(Point localization data)
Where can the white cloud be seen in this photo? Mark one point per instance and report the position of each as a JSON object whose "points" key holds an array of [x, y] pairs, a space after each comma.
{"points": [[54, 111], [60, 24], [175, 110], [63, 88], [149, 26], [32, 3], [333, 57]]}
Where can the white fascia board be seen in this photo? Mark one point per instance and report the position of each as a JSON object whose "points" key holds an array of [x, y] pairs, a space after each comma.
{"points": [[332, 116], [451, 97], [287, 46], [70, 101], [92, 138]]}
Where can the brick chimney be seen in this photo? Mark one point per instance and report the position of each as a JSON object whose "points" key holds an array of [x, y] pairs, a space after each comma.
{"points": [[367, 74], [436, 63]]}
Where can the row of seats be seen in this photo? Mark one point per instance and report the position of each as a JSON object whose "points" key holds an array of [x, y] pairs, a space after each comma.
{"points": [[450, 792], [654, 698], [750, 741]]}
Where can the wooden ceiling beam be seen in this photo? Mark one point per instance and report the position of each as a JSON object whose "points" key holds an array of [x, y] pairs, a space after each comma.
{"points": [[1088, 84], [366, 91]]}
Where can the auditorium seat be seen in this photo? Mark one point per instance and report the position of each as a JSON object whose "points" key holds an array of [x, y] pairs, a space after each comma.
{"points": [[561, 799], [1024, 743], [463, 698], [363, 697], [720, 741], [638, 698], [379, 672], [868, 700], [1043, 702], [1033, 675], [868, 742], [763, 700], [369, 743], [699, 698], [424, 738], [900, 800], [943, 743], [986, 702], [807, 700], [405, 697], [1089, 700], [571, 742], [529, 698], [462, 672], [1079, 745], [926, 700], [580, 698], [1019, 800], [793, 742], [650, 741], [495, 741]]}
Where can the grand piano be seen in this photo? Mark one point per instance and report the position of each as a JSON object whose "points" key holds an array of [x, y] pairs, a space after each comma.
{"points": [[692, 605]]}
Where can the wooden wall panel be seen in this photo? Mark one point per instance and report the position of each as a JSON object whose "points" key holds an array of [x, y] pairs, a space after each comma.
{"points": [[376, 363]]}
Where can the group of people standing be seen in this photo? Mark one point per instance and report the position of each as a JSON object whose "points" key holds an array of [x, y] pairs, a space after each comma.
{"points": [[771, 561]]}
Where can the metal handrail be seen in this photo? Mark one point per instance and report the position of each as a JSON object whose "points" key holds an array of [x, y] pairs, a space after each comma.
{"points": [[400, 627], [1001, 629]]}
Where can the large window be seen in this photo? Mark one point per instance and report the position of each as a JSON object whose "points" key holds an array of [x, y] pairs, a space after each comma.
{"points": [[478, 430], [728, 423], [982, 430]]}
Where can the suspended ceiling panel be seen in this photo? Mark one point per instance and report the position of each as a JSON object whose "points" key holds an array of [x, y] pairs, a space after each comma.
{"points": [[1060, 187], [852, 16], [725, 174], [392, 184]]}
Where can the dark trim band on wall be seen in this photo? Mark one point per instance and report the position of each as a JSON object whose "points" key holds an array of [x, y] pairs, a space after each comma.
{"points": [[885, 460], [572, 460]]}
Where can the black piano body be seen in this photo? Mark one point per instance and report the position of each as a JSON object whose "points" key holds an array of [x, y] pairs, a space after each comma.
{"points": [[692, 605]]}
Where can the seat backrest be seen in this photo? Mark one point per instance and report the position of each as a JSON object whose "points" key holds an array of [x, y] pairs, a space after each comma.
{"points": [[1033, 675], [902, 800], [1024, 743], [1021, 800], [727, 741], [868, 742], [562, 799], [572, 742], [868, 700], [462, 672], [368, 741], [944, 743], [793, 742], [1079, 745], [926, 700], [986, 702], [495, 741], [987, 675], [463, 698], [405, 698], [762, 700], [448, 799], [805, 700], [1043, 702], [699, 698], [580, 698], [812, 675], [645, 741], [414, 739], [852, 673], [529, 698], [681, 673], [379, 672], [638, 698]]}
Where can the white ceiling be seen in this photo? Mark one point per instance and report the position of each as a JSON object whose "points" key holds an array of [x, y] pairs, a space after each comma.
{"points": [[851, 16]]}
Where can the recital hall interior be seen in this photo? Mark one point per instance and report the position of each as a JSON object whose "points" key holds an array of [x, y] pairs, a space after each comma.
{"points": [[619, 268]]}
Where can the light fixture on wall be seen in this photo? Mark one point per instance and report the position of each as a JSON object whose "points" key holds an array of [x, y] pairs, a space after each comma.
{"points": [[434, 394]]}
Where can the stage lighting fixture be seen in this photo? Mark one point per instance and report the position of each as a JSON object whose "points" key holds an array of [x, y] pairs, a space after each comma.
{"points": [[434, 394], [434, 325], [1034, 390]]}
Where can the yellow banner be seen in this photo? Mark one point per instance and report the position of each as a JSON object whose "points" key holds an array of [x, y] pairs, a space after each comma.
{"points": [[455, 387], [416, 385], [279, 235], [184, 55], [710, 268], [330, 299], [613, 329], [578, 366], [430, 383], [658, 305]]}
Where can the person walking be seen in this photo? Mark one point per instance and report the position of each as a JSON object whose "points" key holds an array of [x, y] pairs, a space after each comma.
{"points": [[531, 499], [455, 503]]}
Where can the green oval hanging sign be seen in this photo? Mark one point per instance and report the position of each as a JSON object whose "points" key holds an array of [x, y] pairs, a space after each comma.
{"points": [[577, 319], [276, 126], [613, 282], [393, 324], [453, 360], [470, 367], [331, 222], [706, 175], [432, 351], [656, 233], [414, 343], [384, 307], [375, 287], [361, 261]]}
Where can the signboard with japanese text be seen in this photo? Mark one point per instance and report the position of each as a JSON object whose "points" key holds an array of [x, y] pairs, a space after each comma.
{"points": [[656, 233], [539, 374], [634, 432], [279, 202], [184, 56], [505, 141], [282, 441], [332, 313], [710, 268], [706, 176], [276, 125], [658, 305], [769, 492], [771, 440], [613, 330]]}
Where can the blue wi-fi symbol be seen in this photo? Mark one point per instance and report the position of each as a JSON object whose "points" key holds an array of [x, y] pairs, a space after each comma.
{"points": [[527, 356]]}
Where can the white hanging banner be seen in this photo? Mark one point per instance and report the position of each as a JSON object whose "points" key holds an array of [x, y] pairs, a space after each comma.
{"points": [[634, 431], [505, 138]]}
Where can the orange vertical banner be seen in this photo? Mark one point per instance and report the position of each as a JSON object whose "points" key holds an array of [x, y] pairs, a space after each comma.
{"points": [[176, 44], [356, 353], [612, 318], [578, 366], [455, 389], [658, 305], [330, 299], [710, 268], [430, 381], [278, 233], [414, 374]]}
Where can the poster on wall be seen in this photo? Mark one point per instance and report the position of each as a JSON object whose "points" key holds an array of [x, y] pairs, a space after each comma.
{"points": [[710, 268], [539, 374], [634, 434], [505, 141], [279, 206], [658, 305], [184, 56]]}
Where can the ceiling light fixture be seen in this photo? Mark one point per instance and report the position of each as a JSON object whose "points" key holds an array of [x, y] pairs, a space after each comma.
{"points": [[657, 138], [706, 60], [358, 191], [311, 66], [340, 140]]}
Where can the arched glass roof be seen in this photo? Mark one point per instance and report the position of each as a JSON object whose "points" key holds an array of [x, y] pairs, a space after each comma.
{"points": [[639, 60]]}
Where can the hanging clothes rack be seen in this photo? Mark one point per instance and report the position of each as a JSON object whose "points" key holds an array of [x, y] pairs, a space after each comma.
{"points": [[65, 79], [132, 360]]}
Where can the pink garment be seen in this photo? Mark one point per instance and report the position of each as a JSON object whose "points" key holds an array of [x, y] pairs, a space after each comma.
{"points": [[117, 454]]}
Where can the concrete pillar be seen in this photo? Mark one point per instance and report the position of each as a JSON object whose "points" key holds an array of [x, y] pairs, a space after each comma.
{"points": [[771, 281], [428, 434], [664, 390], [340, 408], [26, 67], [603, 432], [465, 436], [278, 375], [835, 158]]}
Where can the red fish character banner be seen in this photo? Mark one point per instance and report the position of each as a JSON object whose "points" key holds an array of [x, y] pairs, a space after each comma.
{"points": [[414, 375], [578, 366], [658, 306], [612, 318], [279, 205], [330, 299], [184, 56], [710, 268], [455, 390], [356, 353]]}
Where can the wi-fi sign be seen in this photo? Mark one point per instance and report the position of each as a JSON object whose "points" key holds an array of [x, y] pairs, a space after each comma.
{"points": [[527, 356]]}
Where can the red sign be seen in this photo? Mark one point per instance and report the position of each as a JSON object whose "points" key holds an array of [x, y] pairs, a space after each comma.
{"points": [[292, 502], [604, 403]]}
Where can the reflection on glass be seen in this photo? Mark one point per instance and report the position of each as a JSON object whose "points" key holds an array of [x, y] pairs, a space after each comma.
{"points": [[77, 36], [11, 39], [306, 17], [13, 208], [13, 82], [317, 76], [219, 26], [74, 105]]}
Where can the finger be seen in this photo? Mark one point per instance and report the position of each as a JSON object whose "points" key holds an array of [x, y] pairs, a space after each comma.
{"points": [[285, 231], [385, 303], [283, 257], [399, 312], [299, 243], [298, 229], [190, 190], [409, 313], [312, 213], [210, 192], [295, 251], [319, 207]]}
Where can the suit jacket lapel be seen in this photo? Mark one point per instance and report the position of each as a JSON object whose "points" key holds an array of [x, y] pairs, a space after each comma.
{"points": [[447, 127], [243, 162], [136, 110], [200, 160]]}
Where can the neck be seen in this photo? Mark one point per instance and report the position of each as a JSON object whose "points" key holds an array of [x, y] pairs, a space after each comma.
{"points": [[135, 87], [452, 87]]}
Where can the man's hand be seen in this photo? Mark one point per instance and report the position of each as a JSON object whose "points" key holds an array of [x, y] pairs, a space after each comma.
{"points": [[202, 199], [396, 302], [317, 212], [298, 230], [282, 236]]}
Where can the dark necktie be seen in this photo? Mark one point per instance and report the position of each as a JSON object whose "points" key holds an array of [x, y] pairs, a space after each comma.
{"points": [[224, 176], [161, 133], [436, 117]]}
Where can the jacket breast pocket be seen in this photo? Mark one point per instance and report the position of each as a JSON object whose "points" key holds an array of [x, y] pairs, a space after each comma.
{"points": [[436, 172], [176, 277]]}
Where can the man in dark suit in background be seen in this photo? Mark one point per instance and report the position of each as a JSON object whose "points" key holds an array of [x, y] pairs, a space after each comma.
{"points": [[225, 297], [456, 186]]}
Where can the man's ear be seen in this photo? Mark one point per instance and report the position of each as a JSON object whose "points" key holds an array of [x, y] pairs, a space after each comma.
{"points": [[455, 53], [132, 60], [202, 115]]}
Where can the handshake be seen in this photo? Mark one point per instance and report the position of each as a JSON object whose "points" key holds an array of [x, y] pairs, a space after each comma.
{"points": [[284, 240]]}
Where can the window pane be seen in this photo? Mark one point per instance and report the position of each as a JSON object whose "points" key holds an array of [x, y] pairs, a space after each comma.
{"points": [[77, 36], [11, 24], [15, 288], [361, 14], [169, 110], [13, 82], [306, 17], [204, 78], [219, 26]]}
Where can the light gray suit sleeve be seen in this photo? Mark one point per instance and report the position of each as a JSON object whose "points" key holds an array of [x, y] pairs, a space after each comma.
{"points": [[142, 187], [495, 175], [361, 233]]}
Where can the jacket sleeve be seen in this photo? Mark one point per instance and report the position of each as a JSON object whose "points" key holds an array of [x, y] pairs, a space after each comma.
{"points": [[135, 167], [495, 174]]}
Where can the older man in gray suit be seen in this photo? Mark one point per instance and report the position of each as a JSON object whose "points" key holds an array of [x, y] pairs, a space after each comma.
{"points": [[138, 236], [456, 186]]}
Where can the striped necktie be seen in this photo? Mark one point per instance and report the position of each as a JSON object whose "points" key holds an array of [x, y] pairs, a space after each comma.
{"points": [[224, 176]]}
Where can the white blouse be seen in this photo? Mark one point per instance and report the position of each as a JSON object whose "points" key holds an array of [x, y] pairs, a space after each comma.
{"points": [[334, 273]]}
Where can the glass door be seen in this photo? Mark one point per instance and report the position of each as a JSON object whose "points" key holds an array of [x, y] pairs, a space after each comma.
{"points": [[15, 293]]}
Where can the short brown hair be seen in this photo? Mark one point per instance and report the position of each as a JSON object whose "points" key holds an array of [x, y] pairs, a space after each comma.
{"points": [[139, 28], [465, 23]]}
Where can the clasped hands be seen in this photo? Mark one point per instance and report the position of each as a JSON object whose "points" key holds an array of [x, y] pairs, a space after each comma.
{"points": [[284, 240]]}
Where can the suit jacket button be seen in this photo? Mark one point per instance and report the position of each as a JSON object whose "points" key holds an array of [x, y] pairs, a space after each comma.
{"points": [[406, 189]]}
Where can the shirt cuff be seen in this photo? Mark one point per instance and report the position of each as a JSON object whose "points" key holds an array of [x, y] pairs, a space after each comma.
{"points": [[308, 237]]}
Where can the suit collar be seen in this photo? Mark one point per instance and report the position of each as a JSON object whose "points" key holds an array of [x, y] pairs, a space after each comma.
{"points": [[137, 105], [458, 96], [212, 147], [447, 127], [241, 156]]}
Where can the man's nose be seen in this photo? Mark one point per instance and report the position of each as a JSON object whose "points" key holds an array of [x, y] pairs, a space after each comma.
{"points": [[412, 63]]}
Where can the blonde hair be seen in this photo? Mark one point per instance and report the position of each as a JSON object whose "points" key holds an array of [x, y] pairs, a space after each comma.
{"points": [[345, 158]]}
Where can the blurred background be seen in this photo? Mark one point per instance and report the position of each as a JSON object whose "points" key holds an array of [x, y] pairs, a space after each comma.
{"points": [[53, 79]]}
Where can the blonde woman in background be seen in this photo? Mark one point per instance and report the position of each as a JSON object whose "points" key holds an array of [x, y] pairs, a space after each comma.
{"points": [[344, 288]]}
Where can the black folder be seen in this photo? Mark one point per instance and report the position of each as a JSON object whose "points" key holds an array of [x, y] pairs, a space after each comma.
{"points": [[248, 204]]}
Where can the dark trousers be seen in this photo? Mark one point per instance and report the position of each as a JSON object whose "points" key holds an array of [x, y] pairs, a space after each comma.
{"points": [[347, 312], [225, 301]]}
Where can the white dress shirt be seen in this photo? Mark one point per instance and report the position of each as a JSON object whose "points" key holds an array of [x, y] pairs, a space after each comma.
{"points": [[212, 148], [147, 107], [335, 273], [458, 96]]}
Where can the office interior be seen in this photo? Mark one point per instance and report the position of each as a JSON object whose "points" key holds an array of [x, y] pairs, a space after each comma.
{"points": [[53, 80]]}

◆ **Directions for this task**:
Give again only the lines starting at the one that contains "Where can the office" and running to the end of the data.

◆ **Task solution**:
Where can the office interior be seen in this photo? Mark one point per instance and report the position of each as a JSON object whose "points" key holds an array of [x, y] pairs, a space after each comma.
{"points": [[53, 80]]}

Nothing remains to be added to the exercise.